[Region pointing data]
╔══
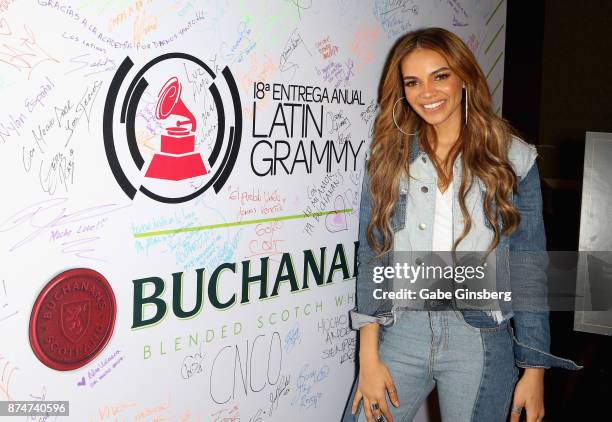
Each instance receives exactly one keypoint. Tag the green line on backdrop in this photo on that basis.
(494, 12)
(237, 223)
(494, 38)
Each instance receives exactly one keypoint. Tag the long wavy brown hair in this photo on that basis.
(483, 140)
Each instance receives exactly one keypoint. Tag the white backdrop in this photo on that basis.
(76, 193)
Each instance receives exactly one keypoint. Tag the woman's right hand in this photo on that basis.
(375, 382)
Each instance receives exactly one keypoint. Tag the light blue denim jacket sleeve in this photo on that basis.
(528, 262)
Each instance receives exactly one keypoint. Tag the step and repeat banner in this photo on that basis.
(180, 196)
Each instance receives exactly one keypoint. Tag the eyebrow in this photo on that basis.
(432, 73)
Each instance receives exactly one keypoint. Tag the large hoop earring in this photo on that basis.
(466, 104)
(395, 121)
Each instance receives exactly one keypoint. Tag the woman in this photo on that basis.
(473, 186)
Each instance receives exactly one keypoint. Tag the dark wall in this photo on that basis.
(576, 91)
(557, 86)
╚══
HOW TO COMPLETE THIS TASK:
Drop the images and return the data verbatim.

RESULT OF THIS EXERCISE:
Each instance receives exactly one keypoint. Tag the green line on backdrop in this photo on that basis.
(494, 12)
(237, 223)
(494, 38)
Each instance receives exactly one keypoint. Tag the long wavy brown hair in this photo on that basis.
(483, 140)
Each instance receives exactly one keypoint. Tag the white backdrop in this photo on that basis.
(76, 193)
Each instance receives exactly one keypoint. Tag the woman's right hand in this photo on that basis.
(375, 382)
Each instance receives exactly one keypoint. Tag the light blue denim jacket sleeve in this photo on that basis.
(528, 262)
Each instance receives exactly one keypoint. Tag the step and repeat banner in this photo on that basis.
(180, 196)
Each instance receives exactly one keypoint. Tag the eyebrow in this photo on that basis.
(432, 73)
Each instance receives exactly one keypoint. Tag the large hoop earring in this photo on that basis.
(466, 104)
(395, 121)
Each instance receives exactly one keypoint. Tag the woman in this photo on that basis.
(473, 186)
Each instance receives exactly one keypoint. Tag the dark wall in this photo on that basis.
(576, 91)
(557, 86)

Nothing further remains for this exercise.